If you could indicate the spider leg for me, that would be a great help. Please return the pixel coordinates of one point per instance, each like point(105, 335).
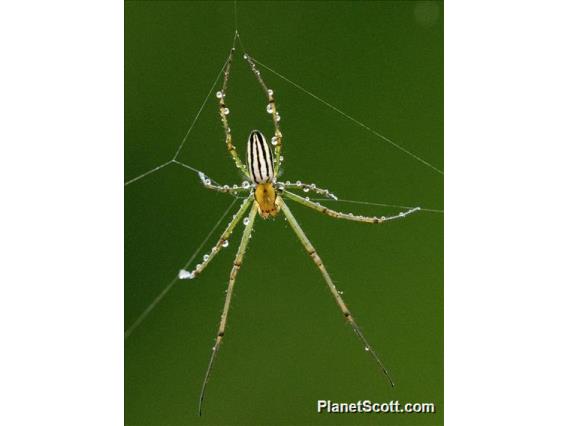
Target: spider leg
point(221, 331)
point(271, 109)
point(183, 274)
point(224, 112)
point(346, 313)
point(307, 187)
point(206, 181)
point(346, 216)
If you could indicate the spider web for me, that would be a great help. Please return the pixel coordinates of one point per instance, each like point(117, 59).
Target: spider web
point(378, 136)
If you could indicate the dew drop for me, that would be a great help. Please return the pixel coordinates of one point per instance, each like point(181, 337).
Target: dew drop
point(184, 275)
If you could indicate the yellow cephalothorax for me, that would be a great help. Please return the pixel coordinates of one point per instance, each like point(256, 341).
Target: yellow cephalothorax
point(265, 197)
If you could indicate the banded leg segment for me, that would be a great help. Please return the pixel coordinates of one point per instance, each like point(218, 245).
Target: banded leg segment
point(222, 242)
point(271, 109)
point(235, 189)
point(221, 331)
point(347, 216)
point(224, 112)
point(307, 187)
point(338, 299)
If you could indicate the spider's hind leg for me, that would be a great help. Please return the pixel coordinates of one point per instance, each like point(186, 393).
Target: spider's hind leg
point(338, 299)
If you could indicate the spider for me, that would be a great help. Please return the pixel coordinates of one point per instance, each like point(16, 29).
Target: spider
point(264, 195)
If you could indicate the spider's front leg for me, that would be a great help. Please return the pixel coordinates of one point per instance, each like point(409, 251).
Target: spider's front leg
point(245, 187)
point(347, 216)
point(224, 112)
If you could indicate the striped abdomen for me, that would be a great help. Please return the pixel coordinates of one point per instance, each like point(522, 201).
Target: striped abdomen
point(259, 158)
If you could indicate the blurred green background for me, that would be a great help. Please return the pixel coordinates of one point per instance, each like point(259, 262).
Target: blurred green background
point(287, 344)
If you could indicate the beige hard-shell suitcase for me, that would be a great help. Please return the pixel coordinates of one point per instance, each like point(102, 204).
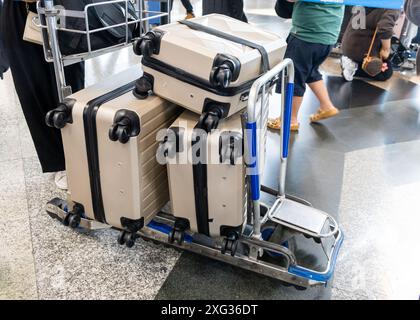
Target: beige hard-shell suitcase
point(207, 191)
point(110, 146)
point(206, 63)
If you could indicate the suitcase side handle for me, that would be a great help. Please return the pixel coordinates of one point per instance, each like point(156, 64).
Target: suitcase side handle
point(125, 126)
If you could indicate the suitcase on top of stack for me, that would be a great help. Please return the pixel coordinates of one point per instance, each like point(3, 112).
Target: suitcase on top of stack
point(110, 145)
point(206, 64)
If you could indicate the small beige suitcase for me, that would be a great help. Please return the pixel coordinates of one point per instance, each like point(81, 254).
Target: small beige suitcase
point(207, 63)
point(208, 192)
point(110, 145)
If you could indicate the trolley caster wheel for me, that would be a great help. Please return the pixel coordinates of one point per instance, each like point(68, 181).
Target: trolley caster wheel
point(230, 246)
point(127, 238)
point(74, 221)
point(143, 86)
point(176, 235)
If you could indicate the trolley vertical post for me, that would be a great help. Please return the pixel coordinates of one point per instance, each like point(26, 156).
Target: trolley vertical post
point(252, 131)
point(60, 78)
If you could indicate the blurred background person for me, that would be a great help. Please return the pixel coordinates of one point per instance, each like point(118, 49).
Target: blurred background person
point(356, 42)
point(188, 7)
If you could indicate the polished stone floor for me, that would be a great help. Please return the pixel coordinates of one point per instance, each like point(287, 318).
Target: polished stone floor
point(362, 167)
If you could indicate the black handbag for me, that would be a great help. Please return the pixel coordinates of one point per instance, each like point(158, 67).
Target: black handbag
point(99, 17)
point(4, 62)
point(284, 9)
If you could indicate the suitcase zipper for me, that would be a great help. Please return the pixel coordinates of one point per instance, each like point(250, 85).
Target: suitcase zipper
point(91, 139)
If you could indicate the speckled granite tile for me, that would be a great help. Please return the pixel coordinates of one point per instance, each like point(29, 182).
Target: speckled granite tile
point(17, 274)
point(88, 265)
point(380, 221)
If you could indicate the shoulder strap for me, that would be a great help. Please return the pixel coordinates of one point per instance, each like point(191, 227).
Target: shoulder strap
point(226, 36)
point(373, 41)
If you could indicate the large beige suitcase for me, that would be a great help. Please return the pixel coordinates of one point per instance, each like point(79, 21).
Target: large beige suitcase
point(110, 145)
point(209, 191)
point(206, 69)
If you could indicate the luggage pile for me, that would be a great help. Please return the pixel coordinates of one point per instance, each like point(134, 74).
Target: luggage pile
point(184, 129)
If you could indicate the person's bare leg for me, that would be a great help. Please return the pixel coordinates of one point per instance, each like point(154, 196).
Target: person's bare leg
point(296, 104)
point(326, 109)
point(321, 92)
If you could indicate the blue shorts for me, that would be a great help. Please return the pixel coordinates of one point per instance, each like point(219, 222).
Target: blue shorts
point(307, 57)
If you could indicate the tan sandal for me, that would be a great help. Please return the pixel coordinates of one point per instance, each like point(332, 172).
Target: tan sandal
point(276, 125)
point(322, 115)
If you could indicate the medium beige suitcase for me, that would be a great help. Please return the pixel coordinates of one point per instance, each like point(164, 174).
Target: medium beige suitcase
point(206, 64)
point(110, 145)
point(208, 194)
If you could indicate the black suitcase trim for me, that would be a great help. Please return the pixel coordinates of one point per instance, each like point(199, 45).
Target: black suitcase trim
point(91, 139)
point(200, 183)
point(193, 80)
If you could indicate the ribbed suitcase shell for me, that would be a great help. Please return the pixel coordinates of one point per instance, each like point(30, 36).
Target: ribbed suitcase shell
point(226, 188)
point(133, 184)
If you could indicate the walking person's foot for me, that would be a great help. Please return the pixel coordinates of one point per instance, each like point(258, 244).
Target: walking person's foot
point(60, 180)
point(324, 113)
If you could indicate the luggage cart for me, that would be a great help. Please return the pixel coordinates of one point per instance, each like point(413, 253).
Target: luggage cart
point(47, 20)
point(266, 245)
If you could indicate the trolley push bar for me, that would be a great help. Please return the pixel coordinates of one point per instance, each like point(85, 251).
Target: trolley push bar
point(272, 256)
point(294, 216)
point(47, 20)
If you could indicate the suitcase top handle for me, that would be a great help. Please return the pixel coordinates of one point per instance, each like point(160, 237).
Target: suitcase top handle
point(226, 36)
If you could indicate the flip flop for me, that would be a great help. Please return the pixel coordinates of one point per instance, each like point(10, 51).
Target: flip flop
point(322, 115)
point(276, 125)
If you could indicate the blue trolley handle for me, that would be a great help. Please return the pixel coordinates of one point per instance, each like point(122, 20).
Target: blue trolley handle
point(286, 69)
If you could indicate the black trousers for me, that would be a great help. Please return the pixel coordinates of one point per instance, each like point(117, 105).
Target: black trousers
point(34, 81)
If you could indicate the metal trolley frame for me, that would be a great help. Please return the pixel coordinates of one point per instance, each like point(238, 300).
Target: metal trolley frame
point(48, 16)
point(291, 215)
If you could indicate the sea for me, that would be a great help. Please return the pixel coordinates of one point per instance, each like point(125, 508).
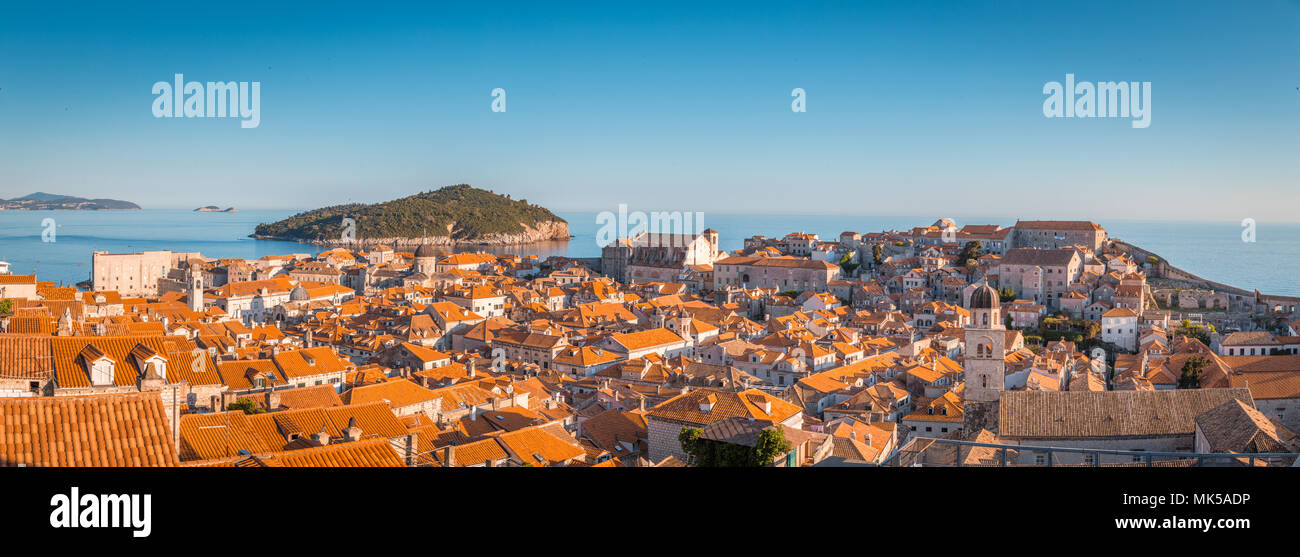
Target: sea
point(57, 245)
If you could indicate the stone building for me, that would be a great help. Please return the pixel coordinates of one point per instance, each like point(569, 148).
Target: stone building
point(986, 348)
point(1040, 275)
point(1048, 234)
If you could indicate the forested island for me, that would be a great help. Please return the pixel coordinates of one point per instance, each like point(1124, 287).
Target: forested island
point(450, 215)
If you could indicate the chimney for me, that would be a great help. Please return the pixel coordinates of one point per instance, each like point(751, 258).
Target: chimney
point(449, 456)
point(352, 432)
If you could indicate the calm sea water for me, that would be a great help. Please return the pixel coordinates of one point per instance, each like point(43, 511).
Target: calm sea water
point(1213, 250)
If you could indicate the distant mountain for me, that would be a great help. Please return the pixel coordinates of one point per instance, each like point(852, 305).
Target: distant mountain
point(451, 215)
point(42, 201)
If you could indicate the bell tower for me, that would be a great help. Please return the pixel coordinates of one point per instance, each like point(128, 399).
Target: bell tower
point(195, 290)
point(986, 348)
────────────────────
What you are asked to do. Repeat the line containing "If you could indicate the calm" and all subsequent lines through the final line of the data, exactly and with no others.

Complete response.
If you could indicate the calm sea water for me, that would be a great help. Please return the pixel coordinates of one point per instance, each like point(43, 511).
Target: calm sea water
point(1213, 250)
If you could indicate the distant mountain for me, that would be a great help. Please return the pixel coordinates of one point per instance, each like point(852, 305).
Target: distant mountain
point(451, 215)
point(42, 201)
If you could indicate the bell tower for me, that would be a great help. Please return the pixel coordinates of one point per instance, each like point(128, 399).
Target: bell tower
point(195, 290)
point(986, 348)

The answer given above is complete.